С тех пор я стала постоянной посетительницей лекций Гумилева, но старательно избегала встречи с ним в коридоре.
Через месяц я уже понимала, что Гумилев был прав, что мои прежние стихи никуда не годятся и сожгла тетрадь, где они были записаны.
— «Вот эта синяя тетрадь с моими детскими стихами» — медленно горела в камине, а я смотрела, как коробятся и превращаются в пепел строки, бывшие мне когда-то так дороги.
Ведь Гумилев говорил: лучше все, что вы написали прежде, сжечь и забыть. Из огня, как феникс, должны восстать новые стихи.
Но мои новые стихи совсем не были похожи на феникса. Ни легкокрылости, ни полета в них не было. Напротив, они, хотя и соответствовали всем правилам Гумилева, звучали тяжело и неуклюже и давались мне с трудом. И они совсем не нравились мне.

**ЧТО ТРЕБУЕТСЯ**:
Обновите фрагмент отрывка о сожжённых стихах, начиная со слов «Ведь Гумилев говорил: лучше» и далее вплоть до слов «не нравились мне.». Перепишите его, заменив «неуклюже» на «натужно». Эти строки взяты из другого источника и с отрывком не связаны.

**СТРОКИ НАБОРА ДАННЫХ**:
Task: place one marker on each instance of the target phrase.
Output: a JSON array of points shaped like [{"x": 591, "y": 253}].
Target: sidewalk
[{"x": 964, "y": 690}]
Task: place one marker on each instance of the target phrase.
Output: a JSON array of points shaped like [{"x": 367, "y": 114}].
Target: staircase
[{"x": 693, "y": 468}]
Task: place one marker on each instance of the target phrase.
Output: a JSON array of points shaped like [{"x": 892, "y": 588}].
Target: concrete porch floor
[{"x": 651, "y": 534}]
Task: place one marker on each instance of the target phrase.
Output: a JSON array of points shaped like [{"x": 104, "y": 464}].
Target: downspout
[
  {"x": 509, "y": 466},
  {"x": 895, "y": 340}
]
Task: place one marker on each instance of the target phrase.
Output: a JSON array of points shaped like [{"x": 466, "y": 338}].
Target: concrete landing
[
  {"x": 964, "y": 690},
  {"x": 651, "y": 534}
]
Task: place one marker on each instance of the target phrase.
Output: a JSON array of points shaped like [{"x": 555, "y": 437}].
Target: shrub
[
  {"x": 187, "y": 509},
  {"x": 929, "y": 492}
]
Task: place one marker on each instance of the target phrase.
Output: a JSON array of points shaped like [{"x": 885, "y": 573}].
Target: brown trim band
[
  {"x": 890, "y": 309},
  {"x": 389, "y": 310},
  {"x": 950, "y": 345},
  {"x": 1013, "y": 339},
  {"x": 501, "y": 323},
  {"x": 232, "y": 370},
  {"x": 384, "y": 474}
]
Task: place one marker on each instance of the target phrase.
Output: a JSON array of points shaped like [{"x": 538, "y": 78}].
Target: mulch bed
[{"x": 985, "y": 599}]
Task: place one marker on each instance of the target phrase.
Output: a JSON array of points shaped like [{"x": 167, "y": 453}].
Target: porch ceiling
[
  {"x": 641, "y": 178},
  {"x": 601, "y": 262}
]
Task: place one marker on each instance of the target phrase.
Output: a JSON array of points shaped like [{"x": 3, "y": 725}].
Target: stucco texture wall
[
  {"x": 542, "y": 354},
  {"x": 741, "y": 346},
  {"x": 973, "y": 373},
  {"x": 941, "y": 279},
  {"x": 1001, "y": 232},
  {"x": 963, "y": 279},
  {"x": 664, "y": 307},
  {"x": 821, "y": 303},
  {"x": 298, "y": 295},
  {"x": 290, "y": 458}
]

...

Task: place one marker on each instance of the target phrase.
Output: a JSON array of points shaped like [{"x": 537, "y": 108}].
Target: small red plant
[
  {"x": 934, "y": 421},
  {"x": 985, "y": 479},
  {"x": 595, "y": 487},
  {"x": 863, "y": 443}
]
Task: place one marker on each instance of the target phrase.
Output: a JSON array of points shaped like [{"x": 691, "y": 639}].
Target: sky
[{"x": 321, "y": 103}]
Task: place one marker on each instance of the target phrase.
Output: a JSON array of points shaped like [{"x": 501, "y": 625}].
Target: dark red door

...

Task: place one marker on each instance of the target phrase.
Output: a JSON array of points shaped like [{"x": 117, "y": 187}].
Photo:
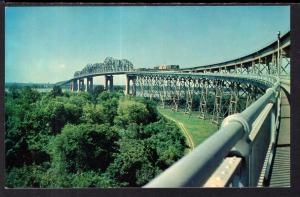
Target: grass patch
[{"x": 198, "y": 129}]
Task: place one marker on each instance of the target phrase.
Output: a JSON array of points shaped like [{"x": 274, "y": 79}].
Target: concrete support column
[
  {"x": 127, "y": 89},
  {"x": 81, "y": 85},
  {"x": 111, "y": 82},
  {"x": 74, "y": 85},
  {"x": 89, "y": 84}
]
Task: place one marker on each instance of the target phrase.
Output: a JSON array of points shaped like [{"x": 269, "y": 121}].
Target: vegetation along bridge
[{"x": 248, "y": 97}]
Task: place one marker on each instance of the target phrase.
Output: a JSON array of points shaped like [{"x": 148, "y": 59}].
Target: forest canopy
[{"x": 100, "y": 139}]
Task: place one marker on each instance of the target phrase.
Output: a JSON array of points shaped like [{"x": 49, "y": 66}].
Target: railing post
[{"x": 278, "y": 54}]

**РЕЗУЛЬТАТ УПРАЖНЕНИЯ**:
Ведь Гумилев говорил: лучше все, что вы написали прежде, сжечь и забыть. Из огня, как феникс, должны восстать новые стихи.
Но мои новые стихи совсем не были похожи на феникса. Ни легкокрылости, ни полета в них не было. Напротив, они, хотя и соответствовали всем правилам Гумилева, звучали тяжело и натужно и давались мне с трудом. И они совсем не нравились мне.